DATA TO PROCESS:

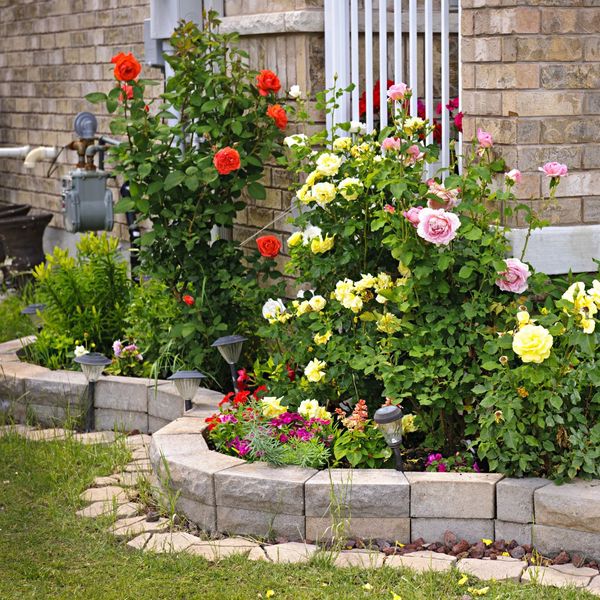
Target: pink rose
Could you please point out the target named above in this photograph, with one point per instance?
(554, 169)
(437, 226)
(412, 215)
(514, 279)
(514, 175)
(390, 144)
(484, 138)
(397, 91)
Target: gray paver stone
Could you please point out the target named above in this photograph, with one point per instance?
(422, 560)
(290, 552)
(453, 495)
(492, 569)
(514, 498)
(260, 486)
(550, 576)
(432, 530)
(360, 492)
(574, 505)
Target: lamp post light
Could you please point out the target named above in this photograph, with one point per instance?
(187, 382)
(230, 347)
(389, 420)
(92, 365)
(33, 312)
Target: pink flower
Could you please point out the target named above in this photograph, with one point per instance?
(437, 226)
(514, 175)
(390, 144)
(554, 169)
(484, 138)
(397, 91)
(412, 215)
(514, 279)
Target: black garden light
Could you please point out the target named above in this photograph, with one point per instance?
(389, 421)
(92, 364)
(230, 347)
(33, 312)
(187, 382)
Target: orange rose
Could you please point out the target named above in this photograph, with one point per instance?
(278, 114)
(268, 245)
(267, 81)
(226, 160)
(126, 66)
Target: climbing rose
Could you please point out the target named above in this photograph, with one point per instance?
(267, 81)
(277, 113)
(514, 278)
(126, 66)
(437, 226)
(227, 160)
(268, 245)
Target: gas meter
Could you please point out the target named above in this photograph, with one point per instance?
(87, 202)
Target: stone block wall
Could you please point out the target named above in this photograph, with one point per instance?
(531, 77)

GIVEN PROBLEM: Repeat all of the entries word for word, but omit the pictures.

EXERCISE RESPONSE:
Target: pink rose
Could you please point out the target named above in this photograph, with one point per instance?
(554, 169)
(437, 226)
(412, 215)
(514, 279)
(514, 175)
(390, 144)
(484, 138)
(397, 91)
Target: gray paver stone
Could you please point out the target named above in this photograph, with one point per instance?
(422, 560)
(290, 552)
(453, 495)
(492, 569)
(514, 498)
(260, 486)
(550, 576)
(432, 530)
(360, 492)
(574, 505)
Target: lamp post light
Could you please point out the target named above in this photograph, with one point per instance?
(187, 382)
(230, 347)
(389, 420)
(92, 365)
(33, 312)
Target: pink flower
Could you please point out the target named above in this photograph, with one point per instance?
(437, 226)
(514, 175)
(390, 144)
(554, 169)
(484, 138)
(397, 91)
(412, 215)
(514, 279)
Target: black garden light
Could you please point out the target named above in this photograph, with one point per instance?
(389, 421)
(92, 364)
(230, 347)
(33, 312)
(187, 382)
Target: orange rose
Could you please point out the target named above in this photograph, with one point per instance?
(278, 114)
(268, 245)
(267, 81)
(226, 160)
(126, 66)
Target: climbing rose
Could you please point out the target named above in this photograph, with one point per instance?
(267, 81)
(277, 113)
(514, 278)
(126, 66)
(437, 226)
(227, 160)
(268, 245)
Target: gas meter
Could you please point out the target named above in this photograph, with one point per instance?
(87, 202)
Target: stone block wall
Could you please point out the target named above in this photograph, with one point per instance?
(531, 77)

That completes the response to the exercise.